## Fragmento del texto:
•••

Dice el filósofo francés Michel Onfray que un viaje es una forma de rebelión contra la rutina, un acto de libertad para salir de los límites trazados por la costumbre y el tiempo.
Me había graduado de la carrera de Periodismo, trabajaba en la sección de cultura de un periódico, iba a exposiciones, obras de teatro, conciertos y entrevistaba a personas del mundillo, hasta ahí todo parecía bien, pero sentía que mi vida se había vuelto predecible: la misma habitación, los mismos libros, la misma cafetería, la misma calle, los mismos guisos, los mismos rostros.
Un viaje lo veía no solo como una aventura, sino una necesidad: la posibilidad de abandonar el yo, de permitir que el territorio y gente desconocida me atravesaran, dejar que el mundo entrara y me cambiara. Decidí que necesitaba un revolcón; salir, viajar.

•••

## Material proporcionado:
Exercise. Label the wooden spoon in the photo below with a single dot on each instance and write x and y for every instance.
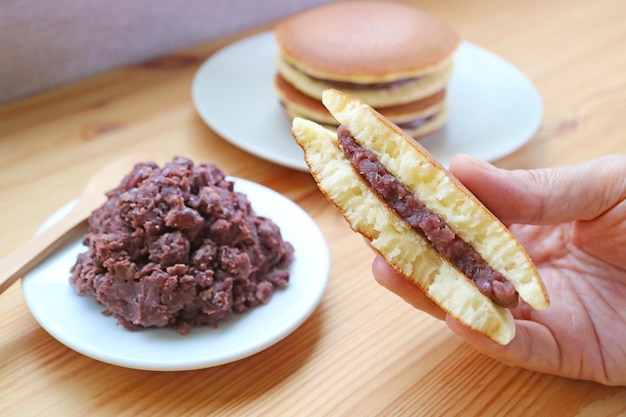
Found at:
(40, 246)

•••

## Tarea a realizar:
Continúa el relato sobre la decisión de viajar a partir de su última oración.

## La respuesta:
Llegué a Barcelona, a ese otro lado, guiada por una brújula interna imprecisa junto con dos amigos de la universidad. Éramos muy ingenuos, sentíamos que solo se necesitaba la voluntad de vivir en otro lugar para que te dejaran vivir. Error.
Una vez pasadas las fronteras y de haberme aclimatado a las costumbres y al habla, pensé: es mi oportunidad de hacer mi viaje soñado.
Para eso necesitaba un puente. Empecé una búsqueda desesperada; así di con lo que los franceses llaman au pair. Vivir la experiencia de convivir con una familia en el extranjero, sumergirme en el idioma y en sus costumbres. A cambio, tenía que ser una cuasi madre de un niño de siete años, cuya verdadera madre era una aeromoza que se ausentaba por semanas.
Cerrado el trato, a los pocos meses, aterricé en Horsham, un pequeño pueblo inglés a una hora de Londres. Un lugar con nublados profundos y lluvias de aspersores, donde anochecía a las cinco de la tarde y la gente se emborrachaba a las cuatro.
Fue mi primer viaje sola.
“¿Puede haber algo más irreal que una mexicana que viaje sola?” se pregunta el escritor mexicano Juan Villoro.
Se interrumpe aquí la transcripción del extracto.